- [Your instructions] Write out every line of the records below without alteration, omitting the pictures.

------------------------------------

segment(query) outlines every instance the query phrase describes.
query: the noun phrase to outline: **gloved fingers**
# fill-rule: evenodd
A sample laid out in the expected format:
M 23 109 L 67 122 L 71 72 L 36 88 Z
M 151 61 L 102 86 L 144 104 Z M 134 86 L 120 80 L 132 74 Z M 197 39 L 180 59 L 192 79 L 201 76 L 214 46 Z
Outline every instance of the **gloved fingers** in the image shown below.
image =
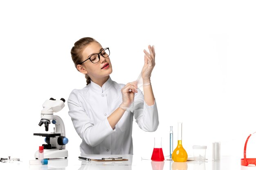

------------------------------------

- [Full output]
segment(query) outlines every instance the query phrase describes.
query: the noun phrase to outline: **gloved fingers**
# fill-rule: evenodd
A sample laid out in the expected format:
M 23 109 L 67 122 L 71 72 L 36 88 Z
M 151 61 L 102 86 L 144 104 Z M 134 86 L 120 80 L 132 74 Z M 197 39 L 180 59 L 192 79 L 201 76 L 214 46 Z
Outline every instance of the **gloved fingers** in the image shown below.
image =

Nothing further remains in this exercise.